Exercise prompt: Display each line of the entries below that contains the word "lamp".
— Start Data for processing —
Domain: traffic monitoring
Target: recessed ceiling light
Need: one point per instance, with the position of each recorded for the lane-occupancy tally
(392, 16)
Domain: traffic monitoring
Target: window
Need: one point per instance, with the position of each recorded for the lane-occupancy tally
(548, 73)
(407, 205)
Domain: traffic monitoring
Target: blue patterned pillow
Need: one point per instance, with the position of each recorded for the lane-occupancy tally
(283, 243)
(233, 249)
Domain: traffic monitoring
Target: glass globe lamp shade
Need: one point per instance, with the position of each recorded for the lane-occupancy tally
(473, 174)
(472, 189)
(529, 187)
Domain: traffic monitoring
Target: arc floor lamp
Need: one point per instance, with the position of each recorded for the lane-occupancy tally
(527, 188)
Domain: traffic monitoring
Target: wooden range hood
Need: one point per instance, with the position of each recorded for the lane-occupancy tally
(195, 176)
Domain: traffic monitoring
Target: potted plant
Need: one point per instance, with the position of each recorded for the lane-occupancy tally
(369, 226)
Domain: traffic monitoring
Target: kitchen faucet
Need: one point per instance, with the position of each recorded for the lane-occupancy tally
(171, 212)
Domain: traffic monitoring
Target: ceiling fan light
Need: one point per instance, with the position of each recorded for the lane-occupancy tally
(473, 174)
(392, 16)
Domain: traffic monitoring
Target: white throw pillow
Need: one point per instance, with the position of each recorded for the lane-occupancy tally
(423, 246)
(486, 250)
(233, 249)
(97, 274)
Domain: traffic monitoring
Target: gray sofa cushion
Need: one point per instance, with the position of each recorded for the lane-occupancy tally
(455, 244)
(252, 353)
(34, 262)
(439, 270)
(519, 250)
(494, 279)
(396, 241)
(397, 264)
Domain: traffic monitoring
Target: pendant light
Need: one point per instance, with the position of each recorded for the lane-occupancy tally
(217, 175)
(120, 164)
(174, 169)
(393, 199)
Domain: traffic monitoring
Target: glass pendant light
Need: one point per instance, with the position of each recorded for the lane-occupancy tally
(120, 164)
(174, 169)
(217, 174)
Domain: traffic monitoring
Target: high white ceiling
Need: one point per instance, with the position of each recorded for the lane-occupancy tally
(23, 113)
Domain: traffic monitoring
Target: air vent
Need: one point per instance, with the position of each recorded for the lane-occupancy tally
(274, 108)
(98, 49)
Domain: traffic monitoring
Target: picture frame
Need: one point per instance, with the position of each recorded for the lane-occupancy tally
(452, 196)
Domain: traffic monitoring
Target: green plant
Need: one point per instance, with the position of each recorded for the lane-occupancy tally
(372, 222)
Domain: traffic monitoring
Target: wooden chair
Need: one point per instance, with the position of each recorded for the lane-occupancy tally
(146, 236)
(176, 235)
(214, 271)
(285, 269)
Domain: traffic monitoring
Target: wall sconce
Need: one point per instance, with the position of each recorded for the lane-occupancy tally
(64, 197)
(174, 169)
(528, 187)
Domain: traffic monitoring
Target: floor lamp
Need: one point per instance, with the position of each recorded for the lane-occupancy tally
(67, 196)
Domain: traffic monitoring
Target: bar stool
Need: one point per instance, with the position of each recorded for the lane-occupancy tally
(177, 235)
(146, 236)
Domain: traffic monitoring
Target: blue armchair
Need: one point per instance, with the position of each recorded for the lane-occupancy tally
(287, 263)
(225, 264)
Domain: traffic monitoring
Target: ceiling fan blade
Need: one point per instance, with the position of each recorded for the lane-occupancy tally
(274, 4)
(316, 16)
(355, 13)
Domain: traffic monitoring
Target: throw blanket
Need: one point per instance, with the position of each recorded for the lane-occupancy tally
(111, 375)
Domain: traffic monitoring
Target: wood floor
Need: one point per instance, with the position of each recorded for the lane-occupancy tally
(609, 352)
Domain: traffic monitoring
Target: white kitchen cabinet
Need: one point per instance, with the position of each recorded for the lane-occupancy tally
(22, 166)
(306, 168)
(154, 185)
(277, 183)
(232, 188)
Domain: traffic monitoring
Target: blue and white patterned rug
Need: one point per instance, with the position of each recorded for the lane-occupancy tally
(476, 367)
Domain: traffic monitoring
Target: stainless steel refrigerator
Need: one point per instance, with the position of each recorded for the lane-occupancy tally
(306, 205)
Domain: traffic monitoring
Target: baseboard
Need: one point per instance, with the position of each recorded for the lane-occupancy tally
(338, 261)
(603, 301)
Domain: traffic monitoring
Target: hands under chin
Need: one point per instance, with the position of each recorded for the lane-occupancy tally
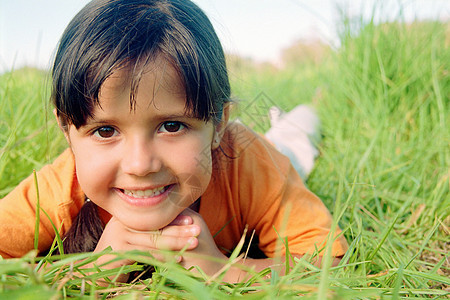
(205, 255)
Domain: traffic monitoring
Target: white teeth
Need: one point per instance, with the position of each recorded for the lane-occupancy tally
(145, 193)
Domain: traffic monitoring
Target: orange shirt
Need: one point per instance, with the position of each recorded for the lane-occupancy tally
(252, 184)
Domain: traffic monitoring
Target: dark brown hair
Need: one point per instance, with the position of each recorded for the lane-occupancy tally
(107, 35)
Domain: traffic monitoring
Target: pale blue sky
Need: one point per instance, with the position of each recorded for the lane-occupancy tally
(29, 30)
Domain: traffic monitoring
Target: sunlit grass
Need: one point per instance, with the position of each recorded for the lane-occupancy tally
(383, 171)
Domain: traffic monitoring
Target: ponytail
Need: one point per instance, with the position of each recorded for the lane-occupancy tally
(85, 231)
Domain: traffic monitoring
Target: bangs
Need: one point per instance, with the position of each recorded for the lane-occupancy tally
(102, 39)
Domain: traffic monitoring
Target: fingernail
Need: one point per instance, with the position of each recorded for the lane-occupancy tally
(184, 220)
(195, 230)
— End Data for processing —
Complete response:
Target: glass globe lamp shade
Target: arc floor lamp
Target: floor lamp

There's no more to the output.